> [What to do]
Copy each record below word for word, leaving every line unchanged.

══════

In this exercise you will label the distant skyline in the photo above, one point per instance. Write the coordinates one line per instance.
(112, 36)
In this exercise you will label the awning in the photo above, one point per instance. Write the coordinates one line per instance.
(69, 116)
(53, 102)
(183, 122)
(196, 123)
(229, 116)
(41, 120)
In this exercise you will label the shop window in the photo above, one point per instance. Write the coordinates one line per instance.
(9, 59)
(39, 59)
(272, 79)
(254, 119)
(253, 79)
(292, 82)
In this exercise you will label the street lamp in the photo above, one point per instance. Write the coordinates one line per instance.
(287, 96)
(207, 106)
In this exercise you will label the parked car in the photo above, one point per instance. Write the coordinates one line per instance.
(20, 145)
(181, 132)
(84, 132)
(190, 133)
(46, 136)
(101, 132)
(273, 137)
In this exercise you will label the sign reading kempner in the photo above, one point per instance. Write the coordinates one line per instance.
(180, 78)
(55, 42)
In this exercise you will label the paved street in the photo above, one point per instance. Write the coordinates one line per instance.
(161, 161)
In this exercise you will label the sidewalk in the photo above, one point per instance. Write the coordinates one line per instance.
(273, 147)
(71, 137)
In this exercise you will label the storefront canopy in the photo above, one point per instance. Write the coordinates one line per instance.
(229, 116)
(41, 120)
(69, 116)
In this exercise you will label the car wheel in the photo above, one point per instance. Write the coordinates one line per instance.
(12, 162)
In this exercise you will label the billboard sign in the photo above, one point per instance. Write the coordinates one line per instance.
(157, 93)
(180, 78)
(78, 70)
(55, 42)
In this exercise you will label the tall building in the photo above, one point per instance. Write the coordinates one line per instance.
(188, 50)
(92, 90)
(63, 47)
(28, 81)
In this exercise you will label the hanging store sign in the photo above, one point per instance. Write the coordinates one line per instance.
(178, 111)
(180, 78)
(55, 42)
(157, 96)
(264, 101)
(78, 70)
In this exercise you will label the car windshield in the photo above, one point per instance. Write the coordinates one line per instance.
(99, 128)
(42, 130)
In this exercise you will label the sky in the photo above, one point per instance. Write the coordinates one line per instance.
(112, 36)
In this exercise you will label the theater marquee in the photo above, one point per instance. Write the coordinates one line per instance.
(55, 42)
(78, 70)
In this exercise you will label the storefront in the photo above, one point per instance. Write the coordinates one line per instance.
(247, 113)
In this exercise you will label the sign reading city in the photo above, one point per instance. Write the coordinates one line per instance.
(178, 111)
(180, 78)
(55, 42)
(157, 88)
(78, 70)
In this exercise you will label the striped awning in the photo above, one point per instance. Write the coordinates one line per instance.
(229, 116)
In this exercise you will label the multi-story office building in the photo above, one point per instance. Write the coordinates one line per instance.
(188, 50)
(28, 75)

══════

> [Output below]
In this exercise you will label the distant skyline in the photo above, one point per instance. Write the coordinates one line per instance.
(112, 36)
In this exercise you will label the awning in the photo above, one point per instance. Write the coordinates one line per instance.
(69, 116)
(53, 102)
(183, 122)
(196, 123)
(229, 116)
(41, 120)
In this exercise you will label the shop window in the photo above, one point per instance. Write the coordinates one line per instance.
(9, 59)
(39, 59)
(272, 79)
(254, 119)
(253, 79)
(292, 82)
In this exercise you will label the street lamp in the photo above, one point per instance. Write the coordinates one line per instance.
(287, 96)
(207, 106)
In this exercise you will label the parked car in the photo above, one point per instance. Write the coordinates one line per instance.
(20, 145)
(181, 132)
(84, 132)
(190, 133)
(46, 136)
(101, 132)
(273, 137)
In this exercise you will label the sign reading kempner in the photo above, one point per instance. Write the coordinates one line per instance.
(180, 78)
(55, 42)
In this exercise you will label the paved street in the photo above, one point per instance. Write the coordinates one line per instance.
(161, 161)
In this exercise you will label the sidewalk in the photo above, one point per instance. Write the coordinates one line per instance.
(273, 147)
(71, 137)
In this exercise you will label the storefront canopy in the photo above, one point per instance. Write the coordinates one line per instance.
(229, 116)
(41, 120)
(69, 116)
In this exercise you will label the car wheel in the photo above, one point per instance. Write the coordinates one line per instance.
(12, 162)
In this exercise you will label the billboard sign in the photo above, one point per instance. Write the coordinates one line per instance.
(157, 93)
(180, 78)
(78, 70)
(55, 42)
In this exercise you will label the tall building in the photo above, one point per instance. Write the coordinates one line per instance.
(188, 50)
(92, 90)
(63, 47)
(28, 81)
In this exercise you will label the hanging store sign in the photo above, one point per instance. Write the coordinates one line per instance.
(178, 111)
(180, 78)
(55, 42)
(157, 96)
(264, 101)
(78, 70)
In this exercise you will label the car windshield in the photo above, one point per instance. Write the coordinates one line per instance.
(99, 128)
(42, 130)
In this exercise you will label the sky in the photo above, one point per instance. Write the coordinates one line per instance.
(112, 36)
In this exercise you will label the theater marquee in the photo above, one point per instance. Write the coordinates one line per instance.
(55, 42)
(78, 70)
In this exercise you will label the storefront in the photo above, one point per instance. Write the coordinates one line per instance.
(247, 113)
In this exercise you will label the sign reading city in the photo above, one point per instance. Write the coordinates one line per instance.
(178, 111)
(180, 78)
(55, 42)
(157, 88)
(78, 70)
In this exercise you will label the striped awning in the photo above, one point per instance. Write the coordinates one line per instance.
(229, 116)
In this exercise you will label the multi-story office building in the photo above, one point per instance. Write the coordinates one line per instance.
(188, 50)
(28, 75)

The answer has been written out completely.